• **Input**
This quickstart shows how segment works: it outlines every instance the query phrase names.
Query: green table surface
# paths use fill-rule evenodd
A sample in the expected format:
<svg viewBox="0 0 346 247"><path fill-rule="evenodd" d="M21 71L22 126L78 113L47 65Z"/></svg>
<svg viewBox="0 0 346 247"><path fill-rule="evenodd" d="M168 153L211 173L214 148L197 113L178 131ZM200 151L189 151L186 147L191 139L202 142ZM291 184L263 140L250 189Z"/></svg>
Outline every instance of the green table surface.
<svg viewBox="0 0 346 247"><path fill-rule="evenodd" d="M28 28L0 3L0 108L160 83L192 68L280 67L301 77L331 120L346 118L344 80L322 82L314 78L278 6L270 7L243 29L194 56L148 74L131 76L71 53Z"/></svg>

• **The exercise**
Lay out every line of the items above as a Markdown table with two columns, "Row" for a running number and "Item line" for the line itself, and leave out any blank lines.

• **Final result**
| Row | Item line |
|---|---|
| 1 | This quickstart shows how segment works: it outlines every instance the query phrase names. |
| 2 | Query: green table surface |
| 3 | # paths use fill-rule evenodd |
| 4 | A sample in the expected format: |
| 5 | <svg viewBox="0 0 346 247"><path fill-rule="evenodd" d="M21 71L22 126L78 113L47 65Z"/></svg> |
| 6 | <svg viewBox="0 0 346 247"><path fill-rule="evenodd" d="M168 153L211 173L214 148L197 113L178 131ZM200 151L189 151L186 147L191 139L202 142ZM291 184L263 140L250 189Z"/></svg> |
| 7 | Outline every instance of the green table surface. |
| 8 | <svg viewBox="0 0 346 247"><path fill-rule="evenodd" d="M28 28L0 3L0 108L160 83L192 68L280 67L301 77L331 120L346 118L344 80L322 82L314 78L278 6L270 7L243 29L194 56L148 74L131 76L71 53Z"/></svg> |